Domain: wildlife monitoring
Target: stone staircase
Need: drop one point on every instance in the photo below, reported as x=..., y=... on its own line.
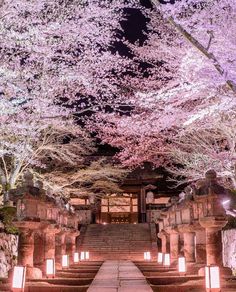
x=117, y=241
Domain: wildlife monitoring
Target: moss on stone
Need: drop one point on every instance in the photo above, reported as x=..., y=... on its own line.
x=7, y=214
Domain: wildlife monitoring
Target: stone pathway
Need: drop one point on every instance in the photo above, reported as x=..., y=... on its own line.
x=119, y=276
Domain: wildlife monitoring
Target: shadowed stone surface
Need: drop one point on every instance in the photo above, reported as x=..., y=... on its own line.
x=119, y=276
───
Starting from the line containing "Target: moss on stone", repeat each line through the end of the entries, exactly.

Solution to this exercise:
Target: moss on stone
Need: drop one point on every instance in the photo above, reported as x=..., y=... on its own line.
x=7, y=214
Domain: wildlife monitoring
Target: stone pathway
Need: drop one point on every instance in the photo above, reported as x=..., y=... on its own line.
x=119, y=276
Domain: wildlife monitoring
Target: shadowed stone surface
Need: drop one point on every instance in the photo above, reported as x=..., y=... on its own line.
x=119, y=276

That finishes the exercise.